> _TASK DESCRIPTION_
Rewrite the lines below as a numbered list, leaving out any blank lines and the pictures.

* * *

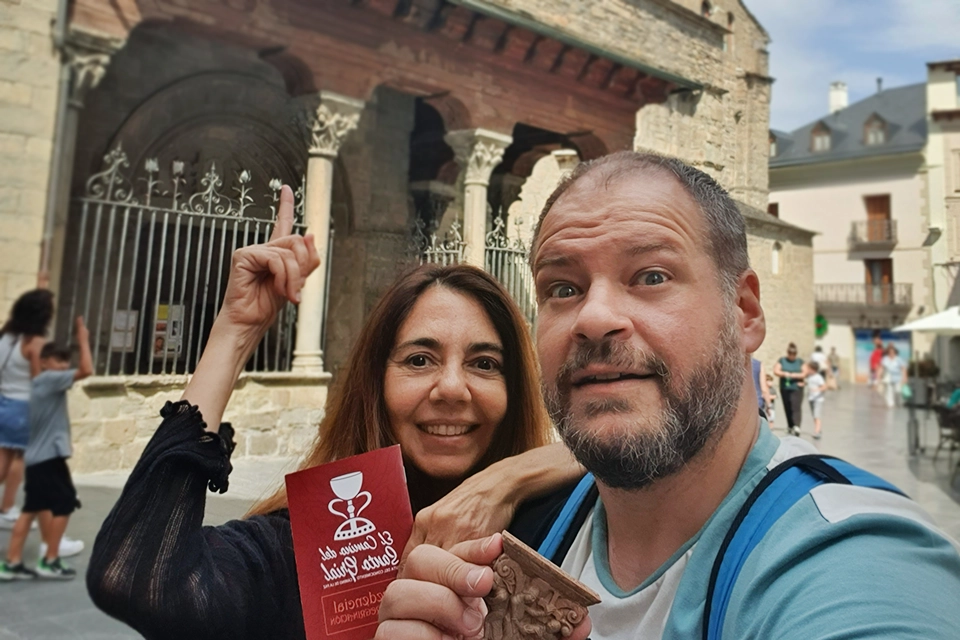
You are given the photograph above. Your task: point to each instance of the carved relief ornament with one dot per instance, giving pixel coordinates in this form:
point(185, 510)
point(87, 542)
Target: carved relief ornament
point(478, 152)
point(330, 128)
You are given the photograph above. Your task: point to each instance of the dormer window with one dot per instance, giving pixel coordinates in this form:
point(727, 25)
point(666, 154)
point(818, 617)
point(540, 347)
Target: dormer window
point(820, 138)
point(874, 131)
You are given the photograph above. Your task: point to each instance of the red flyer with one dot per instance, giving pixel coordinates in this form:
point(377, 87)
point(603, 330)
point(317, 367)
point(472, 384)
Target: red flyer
point(351, 519)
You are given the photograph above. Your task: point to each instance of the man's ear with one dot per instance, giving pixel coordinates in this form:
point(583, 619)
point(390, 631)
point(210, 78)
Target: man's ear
point(752, 321)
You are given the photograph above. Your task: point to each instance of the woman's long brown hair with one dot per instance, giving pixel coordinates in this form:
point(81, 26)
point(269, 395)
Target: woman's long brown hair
point(356, 418)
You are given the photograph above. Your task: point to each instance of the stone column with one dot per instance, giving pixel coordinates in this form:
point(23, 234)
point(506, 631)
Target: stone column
point(334, 119)
point(86, 57)
point(477, 151)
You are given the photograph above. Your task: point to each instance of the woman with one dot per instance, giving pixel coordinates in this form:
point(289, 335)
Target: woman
point(443, 366)
point(21, 339)
point(891, 367)
point(790, 372)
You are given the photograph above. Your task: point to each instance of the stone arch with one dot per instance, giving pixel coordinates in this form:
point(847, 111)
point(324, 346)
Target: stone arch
point(235, 119)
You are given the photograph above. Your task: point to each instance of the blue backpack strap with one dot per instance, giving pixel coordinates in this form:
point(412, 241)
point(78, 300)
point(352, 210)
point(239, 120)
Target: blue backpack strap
point(567, 515)
point(780, 489)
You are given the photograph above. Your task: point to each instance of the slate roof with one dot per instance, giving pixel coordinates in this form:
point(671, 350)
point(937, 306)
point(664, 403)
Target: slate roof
point(902, 108)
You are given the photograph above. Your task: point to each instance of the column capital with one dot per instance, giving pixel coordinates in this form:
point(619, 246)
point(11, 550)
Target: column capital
point(87, 54)
point(332, 121)
point(477, 152)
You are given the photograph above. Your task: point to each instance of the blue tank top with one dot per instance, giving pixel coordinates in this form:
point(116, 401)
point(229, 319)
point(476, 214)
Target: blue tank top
point(756, 383)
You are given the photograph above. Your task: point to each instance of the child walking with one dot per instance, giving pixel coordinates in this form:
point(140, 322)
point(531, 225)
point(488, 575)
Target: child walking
point(816, 387)
point(50, 494)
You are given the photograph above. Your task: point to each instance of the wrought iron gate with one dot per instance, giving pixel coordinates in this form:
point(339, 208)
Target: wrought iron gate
point(148, 269)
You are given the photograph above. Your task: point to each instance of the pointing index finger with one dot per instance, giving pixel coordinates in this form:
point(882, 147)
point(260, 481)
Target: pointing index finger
point(284, 225)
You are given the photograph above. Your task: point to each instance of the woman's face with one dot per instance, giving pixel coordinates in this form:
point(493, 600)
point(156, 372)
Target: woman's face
point(444, 386)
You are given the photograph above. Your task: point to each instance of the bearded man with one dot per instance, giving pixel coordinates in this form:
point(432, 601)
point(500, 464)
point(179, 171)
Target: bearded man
point(648, 314)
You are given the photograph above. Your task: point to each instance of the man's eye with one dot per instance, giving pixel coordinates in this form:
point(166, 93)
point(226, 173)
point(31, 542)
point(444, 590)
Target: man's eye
point(562, 291)
point(653, 278)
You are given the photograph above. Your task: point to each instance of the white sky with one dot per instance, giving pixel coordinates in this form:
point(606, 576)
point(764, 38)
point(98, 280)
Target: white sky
point(814, 42)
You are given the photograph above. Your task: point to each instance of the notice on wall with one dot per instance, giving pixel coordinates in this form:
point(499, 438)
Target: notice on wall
point(168, 330)
point(123, 336)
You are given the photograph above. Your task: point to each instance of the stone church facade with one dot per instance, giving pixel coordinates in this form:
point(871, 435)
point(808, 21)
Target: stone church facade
point(166, 127)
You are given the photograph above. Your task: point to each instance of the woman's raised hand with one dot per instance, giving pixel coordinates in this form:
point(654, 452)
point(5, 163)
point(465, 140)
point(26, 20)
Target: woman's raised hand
point(264, 276)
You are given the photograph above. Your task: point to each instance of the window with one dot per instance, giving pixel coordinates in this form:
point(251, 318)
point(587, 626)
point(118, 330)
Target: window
point(874, 131)
point(821, 141)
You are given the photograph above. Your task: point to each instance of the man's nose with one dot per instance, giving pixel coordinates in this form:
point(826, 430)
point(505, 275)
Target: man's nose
point(603, 314)
point(451, 385)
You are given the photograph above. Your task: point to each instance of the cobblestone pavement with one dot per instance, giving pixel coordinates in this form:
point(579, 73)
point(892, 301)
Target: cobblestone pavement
point(857, 426)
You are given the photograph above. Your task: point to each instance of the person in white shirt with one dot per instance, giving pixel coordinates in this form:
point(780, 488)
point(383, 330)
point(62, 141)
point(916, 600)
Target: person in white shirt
point(891, 374)
point(816, 387)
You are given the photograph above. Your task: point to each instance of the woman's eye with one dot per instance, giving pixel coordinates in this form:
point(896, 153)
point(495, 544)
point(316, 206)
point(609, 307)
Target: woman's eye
point(563, 291)
point(417, 360)
point(653, 278)
point(487, 364)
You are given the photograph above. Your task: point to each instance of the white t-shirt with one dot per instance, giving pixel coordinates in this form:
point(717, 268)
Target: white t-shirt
point(815, 384)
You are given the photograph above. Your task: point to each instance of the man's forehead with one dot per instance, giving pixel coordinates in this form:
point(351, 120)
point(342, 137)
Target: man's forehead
point(625, 193)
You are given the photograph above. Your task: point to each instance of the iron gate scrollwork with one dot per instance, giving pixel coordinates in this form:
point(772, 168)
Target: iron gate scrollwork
point(148, 268)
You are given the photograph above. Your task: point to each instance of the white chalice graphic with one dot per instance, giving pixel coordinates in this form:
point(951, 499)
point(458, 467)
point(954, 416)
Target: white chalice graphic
point(347, 488)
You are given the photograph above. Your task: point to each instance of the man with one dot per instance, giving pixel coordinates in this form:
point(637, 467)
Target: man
point(648, 312)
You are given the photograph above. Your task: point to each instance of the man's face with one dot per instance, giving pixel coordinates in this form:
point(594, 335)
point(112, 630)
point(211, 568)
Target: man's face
point(642, 354)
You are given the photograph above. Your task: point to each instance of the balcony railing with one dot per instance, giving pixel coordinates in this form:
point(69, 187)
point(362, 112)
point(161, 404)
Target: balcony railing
point(873, 234)
point(865, 294)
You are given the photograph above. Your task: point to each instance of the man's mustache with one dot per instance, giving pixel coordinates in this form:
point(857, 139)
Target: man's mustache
point(614, 354)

* * *

> _ANSWER TO THIS EXERCISE_
1. You are given the photograph above. Your task: point to each instance of the carved relief ornament with one dot per instance, giving pixel coordinates in this form:
2. point(185, 510)
3. point(87, 542)
4. Target: carved relief ornament
5. point(478, 152)
6. point(330, 128)
7. You are given the photograph above. Your task: point to each instance of the dormer window with one dot per instance, giving pixel coordinates in this form:
8. point(727, 25)
9. point(666, 154)
10. point(818, 617)
11. point(540, 347)
12. Target: dormer window
13. point(820, 138)
14. point(874, 131)
15. You are given the photograph above. Your task: point to each instance of the red flyer with one dot per instance, giving pixel coordinates in this form:
16. point(377, 87)
17. point(603, 330)
18. point(317, 367)
19. point(472, 384)
20. Target: red flyer
21. point(351, 519)
22. You are given the photograph above. Your task: point to each instance of the man's ear with one dot per instance, giving pixel coordinates in this form:
23. point(583, 619)
24. point(390, 631)
25. point(210, 78)
26. Target: man's ear
27. point(752, 321)
28. You are given the photograph above. Your task: point to each instance of the woman's long brown hair with one dot per instance, giving pixel coordinates in this form:
29. point(81, 26)
30. point(269, 395)
31. Target: woman's long brown hair
32. point(356, 418)
33. You are given the photograph above. Your task: point to each instance of the stone column with one dot per instance, giving pixel coordinates in this form:
34. point(23, 234)
35. point(506, 631)
36. Target: stone column
37. point(334, 119)
38. point(86, 57)
39. point(477, 151)
40. You are given the photograph above. Your task: point to each instance of the woman with one dot per instance, giving pixel coordinates in this form:
41. point(289, 335)
42. Target: woman
43. point(443, 366)
44. point(21, 339)
45. point(891, 367)
46. point(790, 372)
47. You are given the photograph above. Your task: point to each instance of the stone arch with one dot per instance, giving pixel coordinates in this form:
48. point(847, 111)
49. point(324, 346)
50. Target: stone arch
51. point(235, 119)
52. You are given the photograph above. Your task: point to each instance of the blue backpack strap with one dot per instance, giving pixel coordinates in this form:
53. point(412, 241)
54. point(78, 300)
55. point(352, 210)
56. point(239, 120)
57. Target: blue backpack strap
58. point(567, 515)
59. point(780, 489)
60. You are given the photograph above. Your task: point to each instance of the slate roof with one dot per instance, giving pixel coordinates in this form:
61. point(671, 350)
62. point(937, 306)
63. point(664, 403)
64. Target: slate roof
65. point(902, 108)
66. You are given the photograph above. Your task: point to each instance of the column capital with one dot per instance, giving pixel coordinates in this form:
67. point(619, 246)
68. point(11, 550)
69. Target: column capital
70. point(87, 54)
71. point(332, 121)
72. point(477, 152)
73. You are given the photograph above. Your task: point to each instance of the blue tank top with one dot per instance, giving pixel coordinates in this form:
74. point(116, 401)
75. point(229, 319)
76. point(476, 214)
77. Target: blue tank top
78. point(756, 383)
79. You are given the photograph above. Your task: point to each instance of the child walking with one dot per instance, giving pixel coordinates in this form:
80. point(140, 322)
81. point(531, 225)
82. point(488, 575)
83. Target: child walking
84. point(816, 387)
85. point(50, 494)
86. You are given the photograph above. Your task: point to each instance of the wrought iron gate with one dot per instance, giving pixel coordinates in this form:
87. point(339, 208)
88. Target: wrought iron gate
89. point(148, 269)
90. You are given the photograph above. Your task: point to each instance of the pointing index finger with one dot per instance, giving pixel coordinates in this form:
91. point(882, 147)
92. point(260, 481)
93. Target: pointing index finger
94. point(284, 225)
95. You are given the photograph above. Your task: point to each instance of the woman's face with one dot per instance, giving pixel coordinates in this form:
96. point(493, 600)
97. point(156, 372)
98. Target: woman's face
99. point(444, 386)
100. You are given the photograph above. Your task: point to each instance of the bearded man with one dot per instance, giving pixel coordinates in this form:
101. point(432, 601)
102. point(500, 464)
103. point(179, 171)
104. Target: bearded man
105. point(648, 314)
106. You are given the photograph above. Your task: point to each instance of the man's eye with one dot per instance, giving pixel coordinates in this form:
107. point(166, 93)
108. point(226, 173)
109. point(31, 542)
110. point(444, 590)
111. Target: man's eye
112. point(562, 291)
113. point(653, 278)
114. You are given the photograph above. Your task: point to each instance of the white sky with one dot per instance, giving pixel coordinates in this form:
115. point(606, 576)
116. point(764, 38)
117. point(98, 280)
118. Target: white sky
119. point(814, 42)
120. You are given the photograph above. Your task: point to each instance of the notice on wall with one dot per instance, giving pixel coordinates in this form:
121. point(499, 438)
122. Target: notice on wall
123. point(168, 330)
124. point(123, 336)
125. You are given the photograph above. Your task: point to each instance of the stone church facade with one dot per instance, giving pixel coordinates in this form:
126. point(871, 435)
127. point(808, 21)
128. Target: stone church facade
129. point(166, 127)
130. You are given the photograph above. Your task: point to each instance of the woman's raised hand with one dot per instance, giving pixel coordinates in this form:
131. point(654, 452)
132. point(5, 163)
133. point(465, 140)
134. point(26, 20)
135. Target: woman's raised hand
136. point(264, 276)
137. You are given the photograph above. Your task: point to each instance of the window with one dot per instance, giving pixel coordinates in this form:
138. point(251, 318)
139. point(587, 626)
140. point(118, 330)
141. Target: window
142. point(874, 131)
143. point(821, 141)
144. You are given the photograph above. Your task: point to each instance of the man's nose with one dot per instance, giving pixel coordinates in this form:
145. point(826, 430)
146. point(505, 275)
147. Target: man's nose
148. point(603, 314)
149. point(451, 385)
150. You are given the photograph above. Your task: point to each instance of the cobblestone pavement with one dot per instance, giving pixel coordinates in this form:
151. point(579, 73)
152. point(892, 301)
153. Target: cobblestone pavement
154. point(857, 426)
155. You are given the photograph above. Your task: point to each instance of the person in white shirt with one dot per instance, giving pixel coordinates in this form:
156. point(780, 488)
157. point(383, 330)
158. point(62, 141)
159. point(916, 600)
160. Target: person in white shirt
161. point(891, 374)
162. point(816, 387)
163. You are given the photograph above. Your task: point to each instance of the woman's eye with one dot per instance, giving pixel coordinates in this form:
164. point(896, 153)
165. point(495, 544)
166. point(316, 206)
167. point(609, 307)
168. Target: woman's eye
169. point(563, 291)
170. point(417, 360)
171. point(653, 278)
172. point(487, 364)
173. You are given the photograph above. Your task: point to each instance of the white t-shirt with one dot per instance, giving pixel coordinates in this form:
174. point(717, 268)
175. Target: white t-shirt
176. point(815, 384)
177. You are given the photograph above. Your task: point to each instance of the man's forehead with one dot per instance, giving pixel coordinates in this form:
178. point(351, 120)
179. point(342, 137)
180. Target: man's forehead
181. point(625, 193)
182. You are given the photograph above. Your task: point to each instance of the iron gate scrollwork with one dot per instance, giving pixel coordinates in this form:
183. point(772, 168)
184. Target: iron gate scrollwork
185. point(148, 268)
186. You are given the photograph above. Your task: point to each instance of the white chalice graphic with one dot per instance, giving pixel coordinates in this form:
187. point(951, 499)
188. point(458, 467)
189. point(954, 416)
190. Target: white chalice graphic
191. point(347, 488)
192. You are given the photograph above. Your task: point to each instance of the man with one dot per instance, giving pixel coordinates in this form:
193. point(637, 467)
194. Target: man
195. point(648, 312)
196. You are given the photograph above. Your task: point to each instance of the man's face with one dot per instance, giving pixel coordinates in this form:
197. point(594, 335)
198. point(112, 630)
199. point(211, 568)
200. Target: man's face
201. point(642, 354)
202. You are given the photograph above. Your task: point to each instance of the balcony railing with one dot per instance, giving pixel coordinates in this form:
203. point(69, 187)
204. point(362, 112)
205. point(161, 404)
206. Target: balcony railing
207. point(873, 234)
208. point(865, 294)
209. You are given the photograph above. Your task: point to each instance of the man's mustache with one dot per instance, giving pixel coordinates in this form:
210. point(857, 139)
211. Target: man's mustache
212. point(614, 354)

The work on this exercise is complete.